_Short problem_
From the forum thread below about Cesar's dog food, reproduce word for word the passage that begins at the words "# Has anyone" and stops after "that bad??? Thanks.".

# Has anyone tried Cesar's kibbles?



## nic05 (Jun 11, 2009)

Hi guys,

I was just wondering if anyone has tried cesar's kibbles? i've tried to get info on the net of peoples experience with it, but not much really pop out.. and also my pup is 4 months old.. and like once every 1-2 weeks i give him cesar wet slices (for adult dog) is that bad??? Thanks.


----------



## ilovemymaltese (Oct 9, 2008)

Ew. Ceasar's dog food is like junk food for dogs. Thank goodness you found our site! LOL Other will give you some names of some better foods. 

Oh and :Welcome 3: Your malty is precious!


----------



## Purple-peep (May 14, 2009)

Hi,

I'm new here as well. Listen to these ladies here as they really know their stuff!  

I spent several hours today, looking at ingredient labels on the back of bags and cans. I was really shocked to see how much crap/bi-products are in most foods. Not one quality food, could be found in my local grocery store. :angry: 

I ended up at Petco, buying Natural Ballance Ultra Small Bites for small breed puppies/adults. It was on sale too! I also bought some of their wet food and snacks.

We don't have our puppy yet but our breeder is going to send her with the dry she's on now. After she gets settled in, I'm going to gradually switch her to the NB.

After reading here about the possible dangers of Rosemary in dog food, it was important to me to pick a brand that has no rosemary as a preserative.

You want the best for your puppy. Get him on a good food now, during this crucial development stage.

Best of luck to you!


----------



## nic05 (Jun 11, 2009)

Saved data
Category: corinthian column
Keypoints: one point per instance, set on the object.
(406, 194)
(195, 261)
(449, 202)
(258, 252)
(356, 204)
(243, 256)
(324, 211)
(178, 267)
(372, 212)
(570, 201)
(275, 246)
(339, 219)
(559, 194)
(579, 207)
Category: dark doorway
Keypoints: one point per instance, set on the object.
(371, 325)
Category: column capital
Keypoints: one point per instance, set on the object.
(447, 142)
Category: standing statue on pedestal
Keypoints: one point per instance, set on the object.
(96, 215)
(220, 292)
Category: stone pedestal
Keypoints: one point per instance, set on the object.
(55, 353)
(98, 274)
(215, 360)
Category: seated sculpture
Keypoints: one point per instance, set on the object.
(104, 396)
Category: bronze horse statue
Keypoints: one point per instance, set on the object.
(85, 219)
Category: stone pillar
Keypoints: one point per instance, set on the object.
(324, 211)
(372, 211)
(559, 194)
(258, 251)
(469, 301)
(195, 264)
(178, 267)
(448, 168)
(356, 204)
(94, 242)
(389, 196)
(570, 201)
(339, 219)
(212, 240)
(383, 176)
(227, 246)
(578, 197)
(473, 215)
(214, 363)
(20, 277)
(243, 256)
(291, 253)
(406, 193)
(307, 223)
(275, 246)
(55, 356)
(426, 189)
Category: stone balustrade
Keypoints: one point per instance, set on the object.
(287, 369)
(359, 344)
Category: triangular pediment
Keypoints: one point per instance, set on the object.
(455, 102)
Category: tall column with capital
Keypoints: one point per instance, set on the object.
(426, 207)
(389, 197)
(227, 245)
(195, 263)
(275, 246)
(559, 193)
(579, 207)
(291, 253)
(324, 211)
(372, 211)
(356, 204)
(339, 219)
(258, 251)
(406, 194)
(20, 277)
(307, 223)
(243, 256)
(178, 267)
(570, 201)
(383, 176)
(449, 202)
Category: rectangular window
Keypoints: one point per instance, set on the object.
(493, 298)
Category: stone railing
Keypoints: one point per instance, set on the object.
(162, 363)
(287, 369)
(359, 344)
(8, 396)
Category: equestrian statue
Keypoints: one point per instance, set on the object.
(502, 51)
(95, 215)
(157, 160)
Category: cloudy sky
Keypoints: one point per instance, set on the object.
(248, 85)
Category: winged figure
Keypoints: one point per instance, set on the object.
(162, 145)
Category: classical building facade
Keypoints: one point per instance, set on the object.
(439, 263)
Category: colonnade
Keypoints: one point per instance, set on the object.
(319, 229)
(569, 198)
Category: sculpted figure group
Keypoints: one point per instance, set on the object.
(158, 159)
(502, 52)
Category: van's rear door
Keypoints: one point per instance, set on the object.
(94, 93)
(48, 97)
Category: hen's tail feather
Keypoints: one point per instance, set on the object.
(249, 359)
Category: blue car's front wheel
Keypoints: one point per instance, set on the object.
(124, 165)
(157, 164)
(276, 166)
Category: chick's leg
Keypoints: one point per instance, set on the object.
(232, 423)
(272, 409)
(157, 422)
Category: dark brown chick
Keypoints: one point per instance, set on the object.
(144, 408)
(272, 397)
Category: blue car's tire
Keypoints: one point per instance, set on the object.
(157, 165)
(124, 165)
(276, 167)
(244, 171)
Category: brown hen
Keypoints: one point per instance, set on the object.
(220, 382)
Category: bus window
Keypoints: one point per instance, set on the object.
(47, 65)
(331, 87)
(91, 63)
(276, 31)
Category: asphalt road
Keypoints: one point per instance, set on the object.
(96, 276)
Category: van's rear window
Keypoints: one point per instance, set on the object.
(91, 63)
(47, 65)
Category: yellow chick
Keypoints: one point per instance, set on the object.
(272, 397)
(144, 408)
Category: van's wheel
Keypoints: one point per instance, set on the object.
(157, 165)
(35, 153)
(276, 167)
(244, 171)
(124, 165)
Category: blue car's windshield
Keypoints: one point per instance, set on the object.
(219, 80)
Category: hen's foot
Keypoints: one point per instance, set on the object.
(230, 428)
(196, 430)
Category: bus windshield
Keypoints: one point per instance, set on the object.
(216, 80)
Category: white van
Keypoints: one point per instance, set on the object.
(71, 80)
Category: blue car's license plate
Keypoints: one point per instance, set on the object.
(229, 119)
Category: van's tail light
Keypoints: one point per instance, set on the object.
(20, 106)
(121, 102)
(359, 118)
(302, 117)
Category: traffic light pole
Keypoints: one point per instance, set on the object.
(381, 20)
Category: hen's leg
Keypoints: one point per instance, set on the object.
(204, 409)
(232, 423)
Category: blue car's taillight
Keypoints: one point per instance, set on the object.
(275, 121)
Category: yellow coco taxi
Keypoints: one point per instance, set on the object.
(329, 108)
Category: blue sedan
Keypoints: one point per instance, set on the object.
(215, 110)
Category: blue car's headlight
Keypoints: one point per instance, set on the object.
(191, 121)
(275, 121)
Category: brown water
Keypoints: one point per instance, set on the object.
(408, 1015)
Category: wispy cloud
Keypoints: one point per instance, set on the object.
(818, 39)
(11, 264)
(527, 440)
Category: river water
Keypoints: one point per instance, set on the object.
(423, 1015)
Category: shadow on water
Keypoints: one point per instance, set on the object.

_Solution_
# Has anyone tried Cesar's kibbles?



## nic05 (Jun 11, 2009)

Hi guys,

I was just wondering if anyone has tried cesar's kibbles? i've tried to get info on the net of peoples experience with it, but not much really pop out.. and also my pup is 4 months old.. and like once every 1-2 weeks i give him cesar wet slices (for adult dog) is that bad??? Thanks.